→ What this task involves
Please render the lines of the data as a JSON list of strings, one string per line with blank lines left out, running from the line containing "of the awning." through the end of the data, both ends included.
======== Dataset excerpts
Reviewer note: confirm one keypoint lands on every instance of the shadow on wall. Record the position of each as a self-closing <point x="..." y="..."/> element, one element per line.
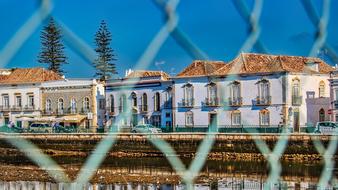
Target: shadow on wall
<point x="317" y="108"/>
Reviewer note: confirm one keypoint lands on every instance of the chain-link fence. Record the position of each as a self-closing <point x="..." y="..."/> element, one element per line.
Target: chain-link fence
<point x="170" y="28"/>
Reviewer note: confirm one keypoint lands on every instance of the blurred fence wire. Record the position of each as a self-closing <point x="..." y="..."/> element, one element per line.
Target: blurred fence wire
<point x="170" y="28"/>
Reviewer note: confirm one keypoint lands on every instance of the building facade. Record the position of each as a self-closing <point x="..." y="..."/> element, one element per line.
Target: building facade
<point x="20" y="94"/>
<point x="142" y="97"/>
<point x="253" y="90"/>
<point x="74" y="102"/>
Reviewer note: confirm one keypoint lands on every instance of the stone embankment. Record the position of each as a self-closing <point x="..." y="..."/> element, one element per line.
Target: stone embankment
<point x="300" y="147"/>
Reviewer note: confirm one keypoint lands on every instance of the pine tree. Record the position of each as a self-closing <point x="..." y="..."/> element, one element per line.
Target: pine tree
<point x="104" y="64"/>
<point x="52" y="50"/>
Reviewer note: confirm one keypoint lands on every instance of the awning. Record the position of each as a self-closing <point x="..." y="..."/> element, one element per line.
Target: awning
<point x="72" y="118"/>
<point x="45" y="119"/>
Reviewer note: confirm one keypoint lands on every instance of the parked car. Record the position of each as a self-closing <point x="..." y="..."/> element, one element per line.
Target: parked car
<point x="325" y="127"/>
<point x="145" y="128"/>
<point x="40" y="128"/>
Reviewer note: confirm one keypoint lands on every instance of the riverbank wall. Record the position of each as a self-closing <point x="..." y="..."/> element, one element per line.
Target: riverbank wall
<point x="299" y="148"/>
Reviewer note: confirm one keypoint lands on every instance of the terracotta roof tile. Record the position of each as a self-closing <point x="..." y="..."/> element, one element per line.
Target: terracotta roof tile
<point x="262" y="63"/>
<point x="29" y="75"/>
<point x="146" y="73"/>
<point x="201" y="68"/>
================
→ Task solution
[
  "Reviewer note: confirm one keypoint lands on every instance of the awning. Record the position of each as a self-closing <point x=\"...\" y=\"...\"/> element, one element per line.",
  "Target: awning",
  "<point x=\"72\" y=\"118\"/>",
  "<point x=\"45\" y=\"119\"/>",
  "Reviewer note: confirm one keypoint lands on every instance of the parked car. Record the position of each as a self-closing <point x=\"...\" y=\"...\"/> element, one element per line.",
  "Target: parked car",
  "<point x=\"325\" y=\"127\"/>",
  "<point x=\"145\" y=\"128\"/>",
  "<point x=\"40\" y=\"128\"/>",
  "Reviewer note: confirm one keypoint lands on every instance of the riverbank wall. Record the position of each as a self-closing <point x=\"...\" y=\"...\"/> element, one element per line.",
  "Target: riverbank wall",
  "<point x=\"299\" y=\"148\"/>",
  "Reviewer note: confirm one keypoint lands on every instance of the terracotta roof tile. Record the position of each as a self-closing <point x=\"...\" y=\"...\"/> element, one element per line.",
  "Target: terracotta roof tile",
  "<point x=\"262\" y=\"63\"/>",
  "<point x=\"29\" y=\"75\"/>",
  "<point x=\"146\" y=\"73\"/>",
  "<point x=\"201\" y=\"68\"/>"
]